Reproduce the part of the listing that opens with the line containing "For every instance of the sea, the" and runs through the end of the listing, renaming "calm water" to "still water" and keeping everything else the same. Leave the pictures out of your answer.

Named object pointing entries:
** begin **

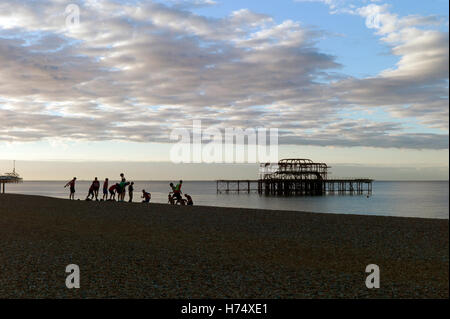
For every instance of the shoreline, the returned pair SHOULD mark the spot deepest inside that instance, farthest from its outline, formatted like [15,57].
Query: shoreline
[231,208]
[160,251]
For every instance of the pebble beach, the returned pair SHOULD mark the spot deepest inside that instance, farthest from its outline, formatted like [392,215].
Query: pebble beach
[134,250]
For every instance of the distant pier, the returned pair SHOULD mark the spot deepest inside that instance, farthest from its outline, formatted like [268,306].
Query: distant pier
[9,178]
[296,177]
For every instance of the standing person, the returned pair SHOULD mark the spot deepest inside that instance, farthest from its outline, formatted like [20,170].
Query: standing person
[190,202]
[112,191]
[177,191]
[130,192]
[72,188]
[90,192]
[105,189]
[170,200]
[146,196]
[123,180]
[96,187]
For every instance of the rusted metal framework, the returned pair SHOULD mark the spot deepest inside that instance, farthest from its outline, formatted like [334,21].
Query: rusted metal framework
[294,169]
[296,176]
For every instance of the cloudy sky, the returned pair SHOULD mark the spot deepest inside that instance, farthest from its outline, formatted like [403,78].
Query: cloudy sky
[345,81]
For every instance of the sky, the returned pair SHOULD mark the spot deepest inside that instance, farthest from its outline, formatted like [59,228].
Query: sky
[359,84]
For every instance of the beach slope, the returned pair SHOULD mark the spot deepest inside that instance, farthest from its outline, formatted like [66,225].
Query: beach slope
[160,251]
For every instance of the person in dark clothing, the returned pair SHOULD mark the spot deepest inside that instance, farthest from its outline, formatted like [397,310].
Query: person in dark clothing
[146,196]
[130,192]
[190,202]
[72,188]
[96,187]
[105,189]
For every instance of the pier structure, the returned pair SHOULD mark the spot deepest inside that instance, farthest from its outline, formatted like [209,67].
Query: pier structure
[9,178]
[296,177]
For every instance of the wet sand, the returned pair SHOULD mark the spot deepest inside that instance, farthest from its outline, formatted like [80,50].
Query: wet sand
[160,251]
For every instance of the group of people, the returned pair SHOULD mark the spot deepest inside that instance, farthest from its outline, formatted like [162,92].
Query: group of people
[120,189]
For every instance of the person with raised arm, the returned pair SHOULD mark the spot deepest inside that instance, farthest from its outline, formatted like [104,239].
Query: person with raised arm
[72,188]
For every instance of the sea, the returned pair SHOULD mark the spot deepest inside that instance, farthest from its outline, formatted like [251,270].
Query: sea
[425,199]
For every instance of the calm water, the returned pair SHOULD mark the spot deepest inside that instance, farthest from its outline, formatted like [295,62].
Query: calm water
[409,199]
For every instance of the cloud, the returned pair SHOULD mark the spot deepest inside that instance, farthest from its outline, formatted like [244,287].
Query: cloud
[134,71]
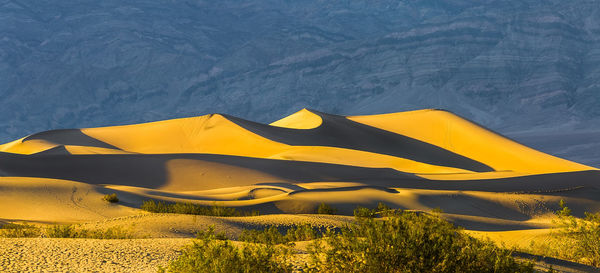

** end **

SOLUTION FOR THIS TASK
For every instance of the sea, the returned pair SHOULD mark the spot deepest inside that instance, farthest from its outline, formatted like [251,270].
Query: sea
[425,199]
For every instance of the still water, the returned pair SHOULD mark the spot deepest inside that instance, farthest from its outline, formatted like [295,62].
Query: still water
[409,199]
For every instance of the cloud, the returned pair SHOULD mark the spot deepest inside that instance, farthest from its outline, formatted like [244,287].
Query: cloud
[134,71]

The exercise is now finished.